Object point labels
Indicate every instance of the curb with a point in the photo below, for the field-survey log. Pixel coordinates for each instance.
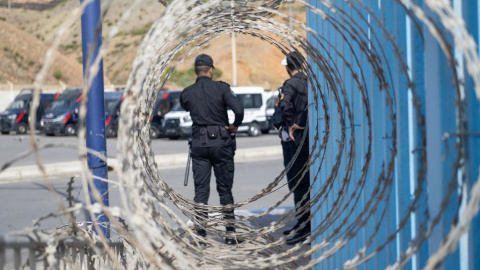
(71, 168)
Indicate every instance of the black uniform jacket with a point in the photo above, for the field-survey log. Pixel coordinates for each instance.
(207, 102)
(295, 100)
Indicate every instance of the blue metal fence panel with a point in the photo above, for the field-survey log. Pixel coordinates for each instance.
(441, 153)
(473, 129)
(376, 45)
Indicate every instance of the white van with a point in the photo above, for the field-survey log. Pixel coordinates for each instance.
(177, 123)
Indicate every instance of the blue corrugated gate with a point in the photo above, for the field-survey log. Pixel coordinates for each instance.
(395, 126)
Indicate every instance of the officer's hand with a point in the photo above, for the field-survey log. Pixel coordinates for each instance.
(292, 130)
(232, 128)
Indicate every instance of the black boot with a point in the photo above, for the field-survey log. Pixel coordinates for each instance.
(203, 234)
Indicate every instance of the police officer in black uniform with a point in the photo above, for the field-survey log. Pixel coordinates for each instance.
(294, 107)
(213, 143)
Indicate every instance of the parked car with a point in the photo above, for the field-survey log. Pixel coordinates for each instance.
(177, 123)
(62, 118)
(113, 101)
(254, 100)
(165, 102)
(16, 116)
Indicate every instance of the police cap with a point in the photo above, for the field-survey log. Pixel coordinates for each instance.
(294, 60)
(204, 60)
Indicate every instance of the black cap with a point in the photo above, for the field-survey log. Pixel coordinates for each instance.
(204, 60)
(295, 60)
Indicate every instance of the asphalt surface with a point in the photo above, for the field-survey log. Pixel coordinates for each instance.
(13, 145)
(22, 203)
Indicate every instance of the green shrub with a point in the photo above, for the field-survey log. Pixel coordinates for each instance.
(141, 31)
(57, 74)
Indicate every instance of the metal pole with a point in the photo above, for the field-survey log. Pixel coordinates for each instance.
(95, 119)
(234, 61)
(11, 89)
(290, 14)
(234, 53)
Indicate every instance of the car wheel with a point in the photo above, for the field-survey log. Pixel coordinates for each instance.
(70, 130)
(111, 131)
(22, 128)
(253, 130)
(154, 132)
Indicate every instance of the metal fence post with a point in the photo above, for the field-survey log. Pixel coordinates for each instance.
(95, 119)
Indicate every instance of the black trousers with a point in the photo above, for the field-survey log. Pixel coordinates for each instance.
(221, 159)
(294, 176)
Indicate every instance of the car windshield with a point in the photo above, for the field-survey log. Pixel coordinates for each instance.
(177, 107)
(61, 106)
(271, 102)
(250, 101)
(19, 104)
(110, 104)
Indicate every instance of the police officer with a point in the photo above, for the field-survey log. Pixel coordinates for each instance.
(212, 142)
(294, 107)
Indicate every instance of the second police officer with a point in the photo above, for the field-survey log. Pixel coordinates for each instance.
(212, 143)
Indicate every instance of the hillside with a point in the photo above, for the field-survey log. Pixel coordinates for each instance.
(22, 57)
(258, 63)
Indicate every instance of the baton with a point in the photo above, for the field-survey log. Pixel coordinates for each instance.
(187, 170)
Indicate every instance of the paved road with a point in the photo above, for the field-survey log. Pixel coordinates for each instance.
(21, 203)
(13, 145)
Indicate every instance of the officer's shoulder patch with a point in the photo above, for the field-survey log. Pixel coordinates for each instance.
(222, 83)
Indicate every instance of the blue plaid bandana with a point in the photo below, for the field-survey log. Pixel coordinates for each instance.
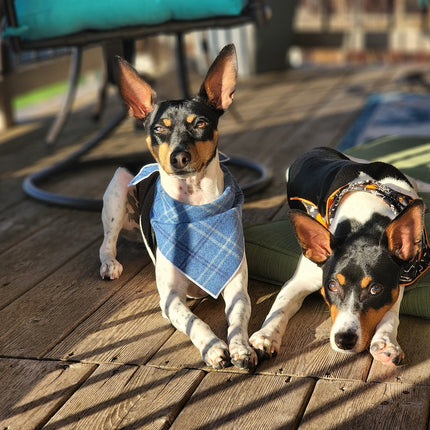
(204, 242)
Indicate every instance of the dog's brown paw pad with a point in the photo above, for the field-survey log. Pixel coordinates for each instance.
(111, 269)
(265, 346)
(387, 352)
(217, 356)
(243, 357)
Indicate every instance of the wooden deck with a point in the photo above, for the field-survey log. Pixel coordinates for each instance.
(78, 352)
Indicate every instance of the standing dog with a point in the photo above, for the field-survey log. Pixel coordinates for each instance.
(361, 229)
(188, 207)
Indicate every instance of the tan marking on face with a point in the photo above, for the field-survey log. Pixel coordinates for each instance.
(365, 281)
(333, 313)
(190, 118)
(202, 151)
(161, 153)
(370, 319)
(341, 278)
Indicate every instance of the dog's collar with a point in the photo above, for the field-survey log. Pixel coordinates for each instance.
(397, 201)
(205, 242)
(394, 199)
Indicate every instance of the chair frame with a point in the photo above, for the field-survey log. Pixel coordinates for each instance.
(257, 11)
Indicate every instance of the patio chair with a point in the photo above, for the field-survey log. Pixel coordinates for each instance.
(115, 24)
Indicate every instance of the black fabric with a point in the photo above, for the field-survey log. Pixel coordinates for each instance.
(316, 175)
(145, 194)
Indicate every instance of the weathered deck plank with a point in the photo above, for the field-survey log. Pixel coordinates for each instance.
(127, 397)
(240, 401)
(35, 322)
(44, 252)
(128, 328)
(354, 404)
(32, 391)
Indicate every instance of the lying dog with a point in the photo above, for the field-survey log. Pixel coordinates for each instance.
(188, 207)
(361, 229)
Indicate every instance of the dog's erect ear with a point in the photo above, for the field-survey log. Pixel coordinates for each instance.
(313, 237)
(136, 93)
(404, 233)
(218, 87)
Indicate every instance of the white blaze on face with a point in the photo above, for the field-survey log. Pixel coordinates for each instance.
(347, 321)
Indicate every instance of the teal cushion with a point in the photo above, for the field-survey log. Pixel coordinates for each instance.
(39, 19)
(272, 250)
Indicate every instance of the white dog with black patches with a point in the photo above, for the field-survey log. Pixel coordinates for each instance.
(188, 207)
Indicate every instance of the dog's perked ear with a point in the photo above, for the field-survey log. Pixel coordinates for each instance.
(313, 237)
(218, 87)
(136, 93)
(405, 232)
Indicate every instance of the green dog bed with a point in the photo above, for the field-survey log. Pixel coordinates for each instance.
(272, 249)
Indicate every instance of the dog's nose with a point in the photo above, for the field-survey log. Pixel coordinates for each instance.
(180, 159)
(346, 340)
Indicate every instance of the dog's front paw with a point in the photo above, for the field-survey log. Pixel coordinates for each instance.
(217, 356)
(266, 345)
(386, 351)
(110, 269)
(243, 356)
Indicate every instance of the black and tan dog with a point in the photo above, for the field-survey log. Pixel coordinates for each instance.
(193, 226)
(361, 228)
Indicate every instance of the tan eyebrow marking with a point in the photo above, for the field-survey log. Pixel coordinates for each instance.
(365, 281)
(190, 118)
(341, 278)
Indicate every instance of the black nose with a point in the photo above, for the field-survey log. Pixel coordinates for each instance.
(345, 340)
(180, 159)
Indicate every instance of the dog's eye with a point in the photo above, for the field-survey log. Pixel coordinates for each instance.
(375, 289)
(332, 286)
(158, 129)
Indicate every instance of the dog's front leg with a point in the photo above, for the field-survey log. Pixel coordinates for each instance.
(384, 346)
(238, 312)
(306, 280)
(115, 202)
(172, 287)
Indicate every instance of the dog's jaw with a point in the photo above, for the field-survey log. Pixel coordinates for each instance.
(195, 189)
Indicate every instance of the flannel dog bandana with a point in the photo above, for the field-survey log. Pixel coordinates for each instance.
(204, 242)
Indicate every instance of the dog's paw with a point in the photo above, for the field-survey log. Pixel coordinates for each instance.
(217, 356)
(266, 345)
(243, 357)
(111, 269)
(386, 351)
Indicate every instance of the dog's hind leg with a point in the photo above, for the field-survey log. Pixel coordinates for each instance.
(384, 346)
(115, 201)
(306, 280)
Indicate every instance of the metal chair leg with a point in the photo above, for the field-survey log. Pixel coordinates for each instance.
(182, 66)
(59, 122)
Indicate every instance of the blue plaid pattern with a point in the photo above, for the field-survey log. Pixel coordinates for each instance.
(204, 242)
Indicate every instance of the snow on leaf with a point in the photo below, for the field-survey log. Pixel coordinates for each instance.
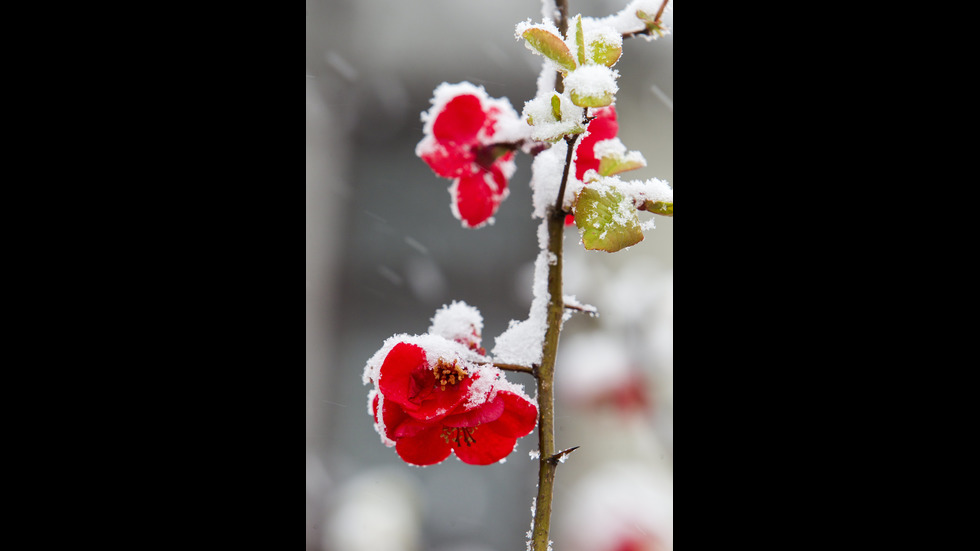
(550, 45)
(592, 85)
(606, 219)
(664, 208)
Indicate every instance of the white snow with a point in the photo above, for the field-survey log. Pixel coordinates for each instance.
(523, 341)
(591, 364)
(458, 322)
(507, 128)
(546, 128)
(593, 81)
(546, 171)
(625, 21)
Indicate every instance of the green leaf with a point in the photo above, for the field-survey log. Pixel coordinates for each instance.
(653, 26)
(607, 220)
(663, 208)
(550, 46)
(604, 53)
(556, 107)
(614, 164)
(583, 100)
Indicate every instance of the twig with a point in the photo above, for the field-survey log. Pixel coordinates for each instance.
(533, 369)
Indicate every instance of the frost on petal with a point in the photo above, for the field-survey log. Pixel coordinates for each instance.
(461, 120)
(482, 446)
(475, 198)
(486, 413)
(426, 448)
(603, 127)
(447, 162)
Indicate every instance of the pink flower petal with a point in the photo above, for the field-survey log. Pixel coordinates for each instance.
(476, 200)
(486, 446)
(460, 120)
(425, 448)
(603, 127)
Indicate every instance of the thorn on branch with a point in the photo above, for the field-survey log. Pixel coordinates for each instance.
(592, 311)
(561, 456)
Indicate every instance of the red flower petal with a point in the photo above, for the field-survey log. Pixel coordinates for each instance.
(476, 200)
(403, 375)
(447, 161)
(393, 416)
(425, 448)
(460, 120)
(518, 419)
(485, 413)
(407, 380)
(603, 127)
(486, 446)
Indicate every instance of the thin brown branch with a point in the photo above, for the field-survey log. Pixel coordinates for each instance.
(533, 369)
(560, 456)
(646, 31)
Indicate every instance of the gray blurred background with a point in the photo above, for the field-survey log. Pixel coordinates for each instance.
(383, 253)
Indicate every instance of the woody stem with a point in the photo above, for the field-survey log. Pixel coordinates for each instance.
(545, 373)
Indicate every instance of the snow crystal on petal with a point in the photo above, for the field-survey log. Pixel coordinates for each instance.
(436, 347)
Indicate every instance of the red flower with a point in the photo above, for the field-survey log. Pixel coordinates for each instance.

** Directions for this task **
Take every line from the one containing "Indicate every instance of the thorn" to the end of the listing and output it exactly, with nothing else.

** Correct response **
Indicate every instance of the thorn on branch with a point in the photo above, for the field-survey log. Pixel coordinates for each instance.
(592, 311)
(561, 456)
Indicate every instance of the red flower petal with a point in the photo above, for the field-survey log. Pixel coordinates for each instance.
(476, 200)
(403, 375)
(447, 161)
(393, 416)
(425, 448)
(460, 120)
(518, 419)
(485, 413)
(407, 380)
(603, 127)
(486, 446)
Indicate every instance of the thin brown branch with a point in the photo above, for the field-survey log. Pixel coordinates for each instance.
(533, 369)
(560, 456)
(646, 31)
Indicate every instance of the gray blurred background with a point in the photo above, for the field-survey log. Pixel coordinates for each instance.
(383, 253)
Indicate every instance of the woody stem with a point in the photo above, for the field-survey log. Pixel coordinates for each instance.
(545, 373)
Indicate every instance of the snow crystal on petal with a point in the photo above, for the field-survey log. Pixel coordinates for each instance.
(436, 347)
Indicate every instance of the red flower with a point in the photo above, for the field-survey log. Pixel coordinates for each instance.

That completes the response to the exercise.